*** Selected extract ***
Paying the full rent may pose a challenge to tenants who have until now used the state process to delay payment. For households disadvantaged during the pandemic there will be a large jump (more or less 300%) from the partial payment to the amount of the full rent. Starting July 1st the moratorium will no longer protect tenants against eviction for paying less than the full rent.
Rent arrears. Under the current state law the rent arrears is payable starting July 1st. Thereafter the landlord can pursue the tenant for rent arrears. (However the tenant cannot be evicted for having delayed rent.) What will likely happen is that the landlord would probably go to court to obtain a judgment to treat the rent arrears as consumer debt. Then the tenant and landlord come to an agreement with the judgement as the landlord’s leverage.
We don’t know how this will work in practice but many tenants who delayed paying rent may be faced with a court judgement. Some will come to a less-than-voluntary agreement to vacate. Some tenants will feel the pain. For more about the state protections consult the city’s March update.
Note: It is important to distinguish between the state moratorium and the Beverly Hills moratorium on eviction for nonpayment. The latter required a tenant in the city who wants to delay the payment of rent to inform the landlord within 7 days that full rent could not be paid and then file a form with the landlord attesting to the need to delay payment. Rent delayed under the city moratorium comes due in full on August 31, 2022 or one year after the end of the local emergency, whichever is earlier. Have a look at our explainer: Local Moratorium vs. Tenant Act Which Rules Apply?
*** End of Selected extract ***
*** Entries provided ***
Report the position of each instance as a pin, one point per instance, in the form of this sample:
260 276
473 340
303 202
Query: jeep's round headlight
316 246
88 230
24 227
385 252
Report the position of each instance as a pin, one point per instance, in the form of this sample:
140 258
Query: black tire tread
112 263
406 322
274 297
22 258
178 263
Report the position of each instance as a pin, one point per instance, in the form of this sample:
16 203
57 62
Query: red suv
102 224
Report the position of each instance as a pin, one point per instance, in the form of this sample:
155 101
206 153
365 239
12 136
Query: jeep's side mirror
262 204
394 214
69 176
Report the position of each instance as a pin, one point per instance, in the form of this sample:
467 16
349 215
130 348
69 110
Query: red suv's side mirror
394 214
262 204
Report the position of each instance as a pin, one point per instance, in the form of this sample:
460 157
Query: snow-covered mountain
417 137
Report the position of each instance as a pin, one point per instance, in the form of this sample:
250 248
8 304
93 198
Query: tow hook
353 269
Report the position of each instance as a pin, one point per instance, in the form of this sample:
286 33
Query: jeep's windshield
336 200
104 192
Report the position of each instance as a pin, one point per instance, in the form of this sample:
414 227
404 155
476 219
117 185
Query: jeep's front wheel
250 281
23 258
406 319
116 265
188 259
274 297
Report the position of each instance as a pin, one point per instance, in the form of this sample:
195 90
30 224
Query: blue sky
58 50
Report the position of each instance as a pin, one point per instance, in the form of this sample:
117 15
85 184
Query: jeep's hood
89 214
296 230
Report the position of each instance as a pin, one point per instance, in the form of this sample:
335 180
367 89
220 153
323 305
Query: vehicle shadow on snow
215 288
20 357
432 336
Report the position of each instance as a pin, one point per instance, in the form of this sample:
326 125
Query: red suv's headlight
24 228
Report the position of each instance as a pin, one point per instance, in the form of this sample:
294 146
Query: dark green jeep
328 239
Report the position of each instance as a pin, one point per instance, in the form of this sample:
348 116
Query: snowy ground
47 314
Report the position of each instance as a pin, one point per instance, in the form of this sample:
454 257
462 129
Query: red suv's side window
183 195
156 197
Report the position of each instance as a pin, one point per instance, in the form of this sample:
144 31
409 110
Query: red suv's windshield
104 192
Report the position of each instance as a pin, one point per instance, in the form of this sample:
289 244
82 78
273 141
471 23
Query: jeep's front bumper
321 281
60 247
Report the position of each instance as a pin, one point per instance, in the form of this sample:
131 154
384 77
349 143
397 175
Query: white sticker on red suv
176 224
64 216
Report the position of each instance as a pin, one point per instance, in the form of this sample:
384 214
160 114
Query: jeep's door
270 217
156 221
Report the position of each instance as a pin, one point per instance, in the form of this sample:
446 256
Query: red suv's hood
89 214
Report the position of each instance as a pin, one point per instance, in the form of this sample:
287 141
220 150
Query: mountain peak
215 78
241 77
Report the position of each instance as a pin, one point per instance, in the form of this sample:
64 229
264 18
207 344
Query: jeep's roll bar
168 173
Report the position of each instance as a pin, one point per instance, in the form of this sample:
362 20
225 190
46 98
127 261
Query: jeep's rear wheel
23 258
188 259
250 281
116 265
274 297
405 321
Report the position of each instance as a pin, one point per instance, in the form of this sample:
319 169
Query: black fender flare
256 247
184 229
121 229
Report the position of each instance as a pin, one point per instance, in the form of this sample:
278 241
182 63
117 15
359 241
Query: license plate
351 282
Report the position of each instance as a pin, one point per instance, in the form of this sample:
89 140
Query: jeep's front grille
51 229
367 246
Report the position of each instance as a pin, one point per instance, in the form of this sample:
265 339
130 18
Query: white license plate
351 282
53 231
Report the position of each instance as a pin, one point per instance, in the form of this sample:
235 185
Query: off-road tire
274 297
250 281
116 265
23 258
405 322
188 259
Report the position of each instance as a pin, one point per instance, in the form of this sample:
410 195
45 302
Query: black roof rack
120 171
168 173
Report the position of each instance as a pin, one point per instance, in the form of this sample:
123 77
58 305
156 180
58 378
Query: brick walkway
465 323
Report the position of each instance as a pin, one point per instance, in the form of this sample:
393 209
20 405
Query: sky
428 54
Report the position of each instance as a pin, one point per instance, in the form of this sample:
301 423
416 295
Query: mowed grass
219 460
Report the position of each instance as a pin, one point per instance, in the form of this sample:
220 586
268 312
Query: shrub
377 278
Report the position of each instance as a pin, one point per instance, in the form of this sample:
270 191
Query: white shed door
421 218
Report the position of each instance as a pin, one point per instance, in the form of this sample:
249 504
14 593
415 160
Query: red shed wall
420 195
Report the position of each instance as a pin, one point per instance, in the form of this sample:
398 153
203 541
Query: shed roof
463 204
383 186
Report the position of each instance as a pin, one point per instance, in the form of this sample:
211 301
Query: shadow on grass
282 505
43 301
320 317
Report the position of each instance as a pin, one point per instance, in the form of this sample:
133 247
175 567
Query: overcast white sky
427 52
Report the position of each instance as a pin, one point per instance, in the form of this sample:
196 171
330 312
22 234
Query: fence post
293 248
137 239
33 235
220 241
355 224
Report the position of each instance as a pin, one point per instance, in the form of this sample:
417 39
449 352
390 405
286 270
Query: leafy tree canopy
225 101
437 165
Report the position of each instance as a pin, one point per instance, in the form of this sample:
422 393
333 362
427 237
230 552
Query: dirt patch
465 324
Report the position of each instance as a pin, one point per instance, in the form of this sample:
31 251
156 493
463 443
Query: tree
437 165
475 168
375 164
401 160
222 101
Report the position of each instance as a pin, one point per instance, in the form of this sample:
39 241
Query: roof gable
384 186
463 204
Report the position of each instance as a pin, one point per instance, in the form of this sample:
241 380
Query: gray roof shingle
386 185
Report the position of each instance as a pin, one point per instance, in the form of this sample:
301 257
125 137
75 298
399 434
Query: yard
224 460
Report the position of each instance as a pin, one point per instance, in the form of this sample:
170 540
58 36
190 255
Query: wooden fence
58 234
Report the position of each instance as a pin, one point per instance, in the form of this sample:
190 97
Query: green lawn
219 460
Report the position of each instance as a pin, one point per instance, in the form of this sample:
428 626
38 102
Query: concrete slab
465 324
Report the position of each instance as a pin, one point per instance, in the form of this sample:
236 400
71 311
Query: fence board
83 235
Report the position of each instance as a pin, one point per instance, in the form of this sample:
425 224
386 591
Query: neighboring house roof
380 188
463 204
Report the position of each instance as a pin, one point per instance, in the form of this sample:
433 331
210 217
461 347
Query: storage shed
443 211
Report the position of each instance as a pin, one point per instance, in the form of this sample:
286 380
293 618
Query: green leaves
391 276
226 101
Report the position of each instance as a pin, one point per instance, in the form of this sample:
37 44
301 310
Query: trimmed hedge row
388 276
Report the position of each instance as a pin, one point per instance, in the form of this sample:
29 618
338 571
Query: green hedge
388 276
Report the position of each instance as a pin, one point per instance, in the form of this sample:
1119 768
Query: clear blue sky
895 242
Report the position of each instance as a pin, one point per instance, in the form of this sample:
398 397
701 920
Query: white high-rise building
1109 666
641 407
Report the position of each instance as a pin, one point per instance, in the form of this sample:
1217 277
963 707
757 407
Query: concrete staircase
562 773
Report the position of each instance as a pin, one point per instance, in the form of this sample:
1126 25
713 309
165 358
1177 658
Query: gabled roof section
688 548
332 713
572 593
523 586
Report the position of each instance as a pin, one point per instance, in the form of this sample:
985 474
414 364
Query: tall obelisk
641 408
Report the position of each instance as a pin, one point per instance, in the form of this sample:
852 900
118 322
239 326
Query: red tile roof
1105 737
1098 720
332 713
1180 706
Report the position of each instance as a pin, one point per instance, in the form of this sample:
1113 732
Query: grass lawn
*** End of Entries provided ***
Problem set →
**1)** In the tenant moratorium text, by what date is rent delayed under the Beverly Hills moratorium due in full?
**2)** Reproduce everything in the tenant moratorium text from "We don’t know" down to "city’s March update.".

Written answers →
**1)** It is due in full on August 31, 2022, or one year after the end of the local emergency, whichever is earlier.

**2)**
We don’t know how this will work in practice but many tenants who delayed paying rent may be faced with a court judgement. Some will come to a less-than-voluntary agreement to vacate. Some tenants will feel the pain. For more about the state protections consult the city’s March update.